#### Stated problem
Leave out any picture and return the remaining listing below exactly as given.

-- Begin --

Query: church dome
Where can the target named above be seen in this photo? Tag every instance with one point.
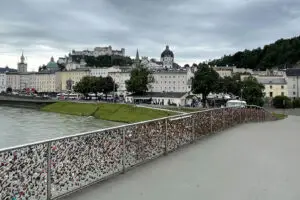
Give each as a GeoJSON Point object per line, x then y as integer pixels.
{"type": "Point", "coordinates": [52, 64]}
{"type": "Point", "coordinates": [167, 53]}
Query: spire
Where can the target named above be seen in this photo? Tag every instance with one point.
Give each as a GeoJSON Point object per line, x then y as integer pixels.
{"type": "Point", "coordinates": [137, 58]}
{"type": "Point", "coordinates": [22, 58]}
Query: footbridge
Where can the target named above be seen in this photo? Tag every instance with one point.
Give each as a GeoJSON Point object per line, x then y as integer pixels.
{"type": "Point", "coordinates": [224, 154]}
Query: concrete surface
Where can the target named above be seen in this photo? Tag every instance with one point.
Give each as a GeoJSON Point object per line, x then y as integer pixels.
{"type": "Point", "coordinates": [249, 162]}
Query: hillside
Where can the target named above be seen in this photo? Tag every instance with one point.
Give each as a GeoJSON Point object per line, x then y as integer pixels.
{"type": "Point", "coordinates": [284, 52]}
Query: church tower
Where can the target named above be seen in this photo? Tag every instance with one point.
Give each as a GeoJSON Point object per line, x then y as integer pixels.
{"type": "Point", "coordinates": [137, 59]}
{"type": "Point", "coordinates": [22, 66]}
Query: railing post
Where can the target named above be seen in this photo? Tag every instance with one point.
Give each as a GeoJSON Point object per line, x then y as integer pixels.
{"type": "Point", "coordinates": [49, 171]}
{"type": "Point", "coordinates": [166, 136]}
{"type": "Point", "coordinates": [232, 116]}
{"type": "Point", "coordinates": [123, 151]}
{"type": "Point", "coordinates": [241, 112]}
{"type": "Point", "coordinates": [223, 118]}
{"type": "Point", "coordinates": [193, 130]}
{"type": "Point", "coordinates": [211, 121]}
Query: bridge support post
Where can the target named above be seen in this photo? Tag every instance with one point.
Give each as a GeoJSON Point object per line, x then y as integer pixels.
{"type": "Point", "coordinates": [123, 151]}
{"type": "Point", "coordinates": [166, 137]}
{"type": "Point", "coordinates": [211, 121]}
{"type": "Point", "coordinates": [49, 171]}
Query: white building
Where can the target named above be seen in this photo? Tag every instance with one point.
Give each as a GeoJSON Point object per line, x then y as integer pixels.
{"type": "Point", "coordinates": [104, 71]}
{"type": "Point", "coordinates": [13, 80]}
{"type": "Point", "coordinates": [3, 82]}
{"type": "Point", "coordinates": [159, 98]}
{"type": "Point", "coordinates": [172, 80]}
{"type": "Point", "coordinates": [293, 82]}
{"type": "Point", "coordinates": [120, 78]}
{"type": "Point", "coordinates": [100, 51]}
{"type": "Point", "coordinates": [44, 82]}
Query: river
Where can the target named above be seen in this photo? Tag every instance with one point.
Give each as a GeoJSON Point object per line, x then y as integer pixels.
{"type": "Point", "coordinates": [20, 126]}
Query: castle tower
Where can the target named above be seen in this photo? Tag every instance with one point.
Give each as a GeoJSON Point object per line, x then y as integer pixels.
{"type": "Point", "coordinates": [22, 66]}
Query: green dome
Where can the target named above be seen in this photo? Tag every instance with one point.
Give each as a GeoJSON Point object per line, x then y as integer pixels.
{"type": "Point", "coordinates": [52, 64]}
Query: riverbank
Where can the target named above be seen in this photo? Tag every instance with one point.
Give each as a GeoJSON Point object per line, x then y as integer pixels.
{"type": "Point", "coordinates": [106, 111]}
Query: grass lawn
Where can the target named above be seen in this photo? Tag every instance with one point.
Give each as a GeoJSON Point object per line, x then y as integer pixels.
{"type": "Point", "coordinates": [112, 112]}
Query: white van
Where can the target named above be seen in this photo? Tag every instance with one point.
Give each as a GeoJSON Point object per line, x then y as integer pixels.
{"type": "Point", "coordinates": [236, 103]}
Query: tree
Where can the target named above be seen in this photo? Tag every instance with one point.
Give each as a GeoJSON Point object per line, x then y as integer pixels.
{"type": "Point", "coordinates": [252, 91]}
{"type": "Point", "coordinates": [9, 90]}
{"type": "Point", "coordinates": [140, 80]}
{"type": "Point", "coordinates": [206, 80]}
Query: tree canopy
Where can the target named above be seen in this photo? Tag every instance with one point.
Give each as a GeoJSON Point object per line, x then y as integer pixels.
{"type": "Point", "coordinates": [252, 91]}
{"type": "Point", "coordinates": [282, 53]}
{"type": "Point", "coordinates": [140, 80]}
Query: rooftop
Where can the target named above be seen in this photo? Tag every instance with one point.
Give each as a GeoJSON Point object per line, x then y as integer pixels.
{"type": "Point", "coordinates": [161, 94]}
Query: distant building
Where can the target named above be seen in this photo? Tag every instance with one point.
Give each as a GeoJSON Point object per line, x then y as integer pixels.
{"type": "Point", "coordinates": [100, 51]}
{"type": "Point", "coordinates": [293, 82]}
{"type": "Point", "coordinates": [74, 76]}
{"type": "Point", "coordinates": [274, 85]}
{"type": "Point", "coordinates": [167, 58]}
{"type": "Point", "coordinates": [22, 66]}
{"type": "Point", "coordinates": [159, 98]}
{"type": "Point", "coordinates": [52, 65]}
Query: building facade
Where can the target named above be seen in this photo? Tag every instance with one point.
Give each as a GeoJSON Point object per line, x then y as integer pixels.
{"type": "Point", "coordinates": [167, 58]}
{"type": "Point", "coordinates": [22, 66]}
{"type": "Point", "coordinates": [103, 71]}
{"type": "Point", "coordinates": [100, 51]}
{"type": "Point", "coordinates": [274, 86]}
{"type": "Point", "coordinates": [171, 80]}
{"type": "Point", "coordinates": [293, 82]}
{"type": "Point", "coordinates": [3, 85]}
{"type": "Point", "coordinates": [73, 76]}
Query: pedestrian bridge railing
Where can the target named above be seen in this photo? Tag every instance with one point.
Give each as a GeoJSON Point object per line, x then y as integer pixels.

-- End --

#### Task result
Query: church dome
Where can the target named above be seen in this photo? Tag every instance with one point.
Give each as a GeoJSON Point object per line, x then y as integer pixels.
{"type": "Point", "coordinates": [52, 64]}
{"type": "Point", "coordinates": [167, 53]}
Query: spire
Where can the target named above be seen in this photo? Tag every instance with one point.
Give each as a GeoJSON Point object per line, x then y as integer pixels.
{"type": "Point", "coordinates": [137, 58]}
{"type": "Point", "coordinates": [22, 58]}
Query: footbridge
Where can the target named above be seen in this photo? Tag every instance with one point.
Give each as a GeoJSON Point object per line, x then y as integer pixels.
{"type": "Point", "coordinates": [224, 154]}
Query: concrete surface
Where can the target named above be seen in this photo? Tag every instance with one point.
Give each as a GeoJSON Point object per line, x then y as integer pixels.
{"type": "Point", "coordinates": [249, 162]}
Query: hillside
Where can the target named above be seen in this photo? Tag every instance with one point.
Give each as a GeoJSON Point object per line, x then y as integer pixels.
{"type": "Point", "coordinates": [284, 52]}
Query: church tower
Where can the target named above be seen in this photo? Tag every instance with one point.
Give each as a GeoJSON Point object per line, x then y as integer pixels.
{"type": "Point", "coordinates": [137, 59]}
{"type": "Point", "coordinates": [22, 66]}
Query: railing post
Where can the target named above be seen in this photo? Tag every instance with one point.
Give each as a GeoJSON Point object per line, x then y as integer pixels.
{"type": "Point", "coordinates": [49, 171]}
{"type": "Point", "coordinates": [166, 136]}
{"type": "Point", "coordinates": [232, 116]}
{"type": "Point", "coordinates": [123, 151]}
{"type": "Point", "coordinates": [241, 112]}
{"type": "Point", "coordinates": [223, 118]}
{"type": "Point", "coordinates": [193, 130]}
{"type": "Point", "coordinates": [211, 121]}
Query: bridge support post
Where can the target named above be seen in this photo? Tag every instance with one point.
Give each as a GeoJSON Point object per line, x then y as integer pixels.
{"type": "Point", "coordinates": [123, 151]}
{"type": "Point", "coordinates": [166, 137]}
{"type": "Point", "coordinates": [211, 121]}
{"type": "Point", "coordinates": [49, 171]}
Query: white building
Where can the target named above be seen in this photo? Tag every instance with one point.
Give each as a GeoJSON Point object per line, x then y as integer pixels.
{"type": "Point", "coordinates": [104, 71]}
{"type": "Point", "coordinates": [13, 80]}
{"type": "Point", "coordinates": [3, 82]}
{"type": "Point", "coordinates": [159, 98]}
{"type": "Point", "coordinates": [172, 80]}
{"type": "Point", "coordinates": [293, 82]}
{"type": "Point", "coordinates": [120, 78]}
{"type": "Point", "coordinates": [100, 51]}
{"type": "Point", "coordinates": [44, 82]}
Query: river
Where can the target named above be seen in this photo? Tag every instance with one point.
Give each as a GeoJSON Point object per line, x then y as integer pixels.
{"type": "Point", "coordinates": [20, 126]}
Query: castle tower
Where can the target named above be seen in this photo? Tag every instance with one point.
Give each as a GeoJSON Point object per line, x then y as integer pixels.
{"type": "Point", "coordinates": [22, 66]}
Query: green dome
Where can the target named above be seen in this photo? Tag every instance with one point.
Give each as a GeoJSON Point object per line, x then y as integer pixels.
{"type": "Point", "coordinates": [52, 64]}
Query: riverbank
Where can the target named above be seen in this photo? Tag every instance with one point.
Give each as a GeoJSON Point object per line, x then y as integer pixels.
{"type": "Point", "coordinates": [106, 111]}
Query: grass lawn
Where can the target named above be seen in this photo? Tag every instance with one point.
Give each as a GeoJSON Point object per line, x then y as integer pixels.
{"type": "Point", "coordinates": [112, 112]}
Query: white van
Where can the target named above be seen in this photo? Tag every instance with one point.
Give each as a GeoJSON Point object per line, x then y as integer pixels.
{"type": "Point", "coordinates": [236, 103]}
Query: tree
Where can the target named above be seen in this photo? Tag every instance with one point.
Give each as a GeoJSON Point object per line, x then y as integer pixels.
{"type": "Point", "coordinates": [252, 91]}
{"type": "Point", "coordinates": [9, 90]}
{"type": "Point", "coordinates": [140, 80]}
{"type": "Point", "coordinates": [206, 80]}
Query: tree canopy
Where can the target named above be seen in this photo? Tag every instance with one point.
Give each as a GeoJSON Point object per line, x then y as integer pixels.
{"type": "Point", "coordinates": [252, 91]}
{"type": "Point", "coordinates": [282, 53]}
{"type": "Point", "coordinates": [140, 80]}
Query: rooftop
Where can the target named above be seen in this photo? Tag every instance with one point.
Give each as a GeoJSON Point object per line, x then y as integer pixels.
{"type": "Point", "coordinates": [161, 94]}
Query: distant building
Where can the target named above be seen in this photo? Tag every instance with one point.
Give each as a GeoJSON Point object per line, x then y as integer pixels.
{"type": "Point", "coordinates": [100, 51]}
{"type": "Point", "coordinates": [293, 82]}
{"type": "Point", "coordinates": [74, 76]}
{"type": "Point", "coordinates": [274, 85]}
{"type": "Point", "coordinates": [167, 58]}
{"type": "Point", "coordinates": [22, 66]}
{"type": "Point", "coordinates": [159, 98]}
{"type": "Point", "coordinates": [52, 65]}
Query: building facade
Where can the target named above be seen in this photo? Tag every instance with one point.
Give each as a GeoJSON Point object per line, x then y as integer pixels.
{"type": "Point", "coordinates": [167, 58]}
{"type": "Point", "coordinates": [22, 66]}
{"type": "Point", "coordinates": [103, 71]}
{"type": "Point", "coordinates": [100, 51]}
{"type": "Point", "coordinates": [274, 86]}
{"type": "Point", "coordinates": [171, 80]}
{"type": "Point", "coordinates": [293, 82]}
{"type": "Point", "coordinates": [3, 85]}
{"type": "Point", "coordinates": [73, 76]}
Query: pedestrian bridge railing
Where can the target named above be seen in this photo? Tag every instance with one point.
Give each as a GeoJSON Point object per line, x then y as integer pixels.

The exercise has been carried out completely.